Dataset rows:
----

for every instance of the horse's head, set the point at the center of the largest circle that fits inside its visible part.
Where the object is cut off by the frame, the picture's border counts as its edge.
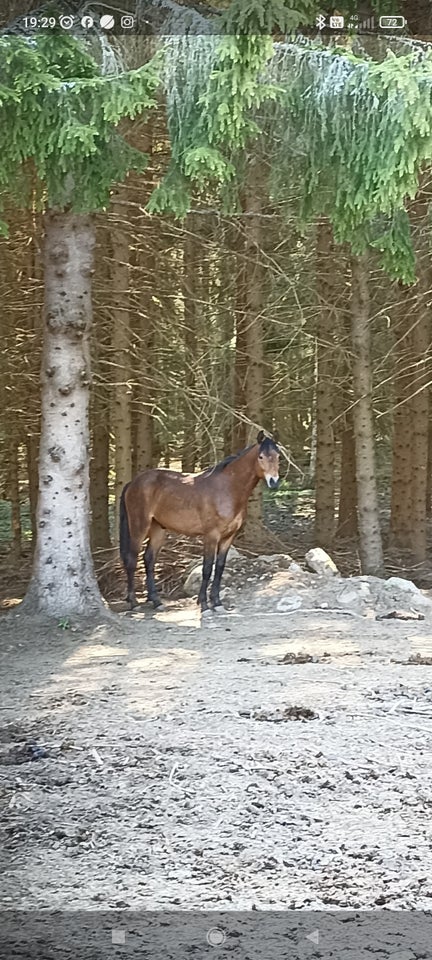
(268, 460)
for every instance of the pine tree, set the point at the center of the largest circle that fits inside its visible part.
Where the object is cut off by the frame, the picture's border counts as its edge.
(60, 113)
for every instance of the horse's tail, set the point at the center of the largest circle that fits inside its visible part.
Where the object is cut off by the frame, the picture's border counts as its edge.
(124, 528)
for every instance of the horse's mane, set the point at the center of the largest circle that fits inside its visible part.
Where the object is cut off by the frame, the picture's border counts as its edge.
(267, 444)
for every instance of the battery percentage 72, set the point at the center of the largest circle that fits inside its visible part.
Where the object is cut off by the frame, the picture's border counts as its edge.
(392, 23)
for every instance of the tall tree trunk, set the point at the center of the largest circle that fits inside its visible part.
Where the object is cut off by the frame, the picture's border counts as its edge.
(32, 481)
(239, 431)
(121, 415)
(190, 267)
(325, 389)
(63, 581)
(100, 402)
(371, 552)
(420, 343)
(347, 513)
(145, 448)
(254, 304)
(99, 490)
(400, 518)
(14, 497)
(144, 437)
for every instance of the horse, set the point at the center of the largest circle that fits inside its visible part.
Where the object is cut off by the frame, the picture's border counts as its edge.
(211, 504)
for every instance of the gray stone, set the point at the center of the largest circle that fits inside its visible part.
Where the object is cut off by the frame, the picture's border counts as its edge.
(399, 583)
(287, 603)
(320, 562)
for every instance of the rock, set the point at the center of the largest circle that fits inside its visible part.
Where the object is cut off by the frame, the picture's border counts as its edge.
(320, 562)
(348, 596)
(398, 583)
(287, 603)
(280, 560)
(193, 580)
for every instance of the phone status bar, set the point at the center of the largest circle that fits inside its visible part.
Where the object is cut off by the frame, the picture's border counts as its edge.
(128, 23)
(68, 22)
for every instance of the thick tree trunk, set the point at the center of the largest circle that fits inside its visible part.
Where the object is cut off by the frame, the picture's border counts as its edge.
(121, 414)
(371, 552)
(325, 388)
(63, 581)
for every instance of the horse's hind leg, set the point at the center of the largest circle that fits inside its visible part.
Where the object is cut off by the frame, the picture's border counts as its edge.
(130, 564)
(222, 551)
(208, 561)
(156, 538)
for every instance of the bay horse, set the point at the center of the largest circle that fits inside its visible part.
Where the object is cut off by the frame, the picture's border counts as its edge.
(211, 504)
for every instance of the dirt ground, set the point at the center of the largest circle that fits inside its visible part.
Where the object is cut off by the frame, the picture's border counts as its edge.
(264, 758)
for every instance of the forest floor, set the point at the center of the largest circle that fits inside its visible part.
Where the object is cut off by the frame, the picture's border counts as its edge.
(277, 755)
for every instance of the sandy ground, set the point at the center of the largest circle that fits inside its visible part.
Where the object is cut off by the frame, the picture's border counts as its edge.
(155, 763)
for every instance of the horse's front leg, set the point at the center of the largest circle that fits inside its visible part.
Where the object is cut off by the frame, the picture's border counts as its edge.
(156, 538)
(222, 552)
(208, 561)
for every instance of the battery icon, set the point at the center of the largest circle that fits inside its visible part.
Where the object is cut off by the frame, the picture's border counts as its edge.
(392, 23)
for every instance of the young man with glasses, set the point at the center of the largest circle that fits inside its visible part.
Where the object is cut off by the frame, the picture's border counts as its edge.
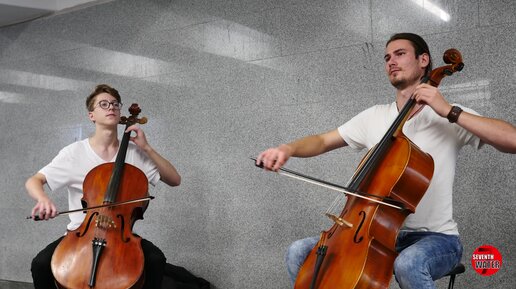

----

Directions for this task: Edit the listing from the line with "for every instance of the battery icon, set" through the end of the listing, swapping "battery icon" for "battery symbol" and changing nothing else. Give back only those lines, with the pictures left out.

The response:
for every instance of the battery symbol, set the point at the center of the largest circle that fits inside its visible part.
Where the object is cut off by the frame, the picture's border counts as its edge.
(392, 23)
for every instance of the young man with glasses, set the point at the center of the largest circle that fits inside its visible part.
Where the object is cut off by the frame, the picture's border counts as its edge.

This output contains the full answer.